■ **What you have to do**
Please pull out every line below that contains the string "canal", matching case exactly.

■ **Data provided**

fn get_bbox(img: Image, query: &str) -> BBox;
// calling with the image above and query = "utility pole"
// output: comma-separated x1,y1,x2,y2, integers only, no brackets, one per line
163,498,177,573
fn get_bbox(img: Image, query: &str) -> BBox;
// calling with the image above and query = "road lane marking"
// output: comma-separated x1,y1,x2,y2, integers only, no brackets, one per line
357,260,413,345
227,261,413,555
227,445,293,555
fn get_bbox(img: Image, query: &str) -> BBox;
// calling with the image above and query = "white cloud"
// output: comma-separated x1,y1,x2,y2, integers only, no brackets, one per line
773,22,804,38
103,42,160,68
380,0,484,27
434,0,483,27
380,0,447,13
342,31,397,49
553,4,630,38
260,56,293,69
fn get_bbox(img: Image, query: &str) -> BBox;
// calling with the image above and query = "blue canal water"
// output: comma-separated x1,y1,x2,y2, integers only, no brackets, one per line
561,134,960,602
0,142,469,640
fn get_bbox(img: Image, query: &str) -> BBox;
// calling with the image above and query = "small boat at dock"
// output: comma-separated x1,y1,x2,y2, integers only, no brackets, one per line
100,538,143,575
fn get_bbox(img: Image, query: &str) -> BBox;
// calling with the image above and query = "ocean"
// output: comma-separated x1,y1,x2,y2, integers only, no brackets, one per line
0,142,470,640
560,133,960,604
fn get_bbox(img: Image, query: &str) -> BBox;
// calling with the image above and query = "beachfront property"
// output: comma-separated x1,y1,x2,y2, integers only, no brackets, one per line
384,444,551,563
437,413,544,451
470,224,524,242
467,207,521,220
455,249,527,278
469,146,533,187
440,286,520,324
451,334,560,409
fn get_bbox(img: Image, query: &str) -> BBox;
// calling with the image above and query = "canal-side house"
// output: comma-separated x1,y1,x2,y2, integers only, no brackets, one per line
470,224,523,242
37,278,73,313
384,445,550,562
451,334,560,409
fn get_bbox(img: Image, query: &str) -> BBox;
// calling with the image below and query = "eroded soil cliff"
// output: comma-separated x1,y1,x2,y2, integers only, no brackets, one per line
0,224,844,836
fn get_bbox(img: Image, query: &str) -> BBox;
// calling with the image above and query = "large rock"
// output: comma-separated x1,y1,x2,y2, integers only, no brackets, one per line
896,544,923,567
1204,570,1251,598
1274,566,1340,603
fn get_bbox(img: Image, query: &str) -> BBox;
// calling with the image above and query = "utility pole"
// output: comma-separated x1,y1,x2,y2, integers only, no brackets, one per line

■ **Correct response**
// calling with the image above and query = "blue canal water"
// calling with the image above and query = "canal-side house"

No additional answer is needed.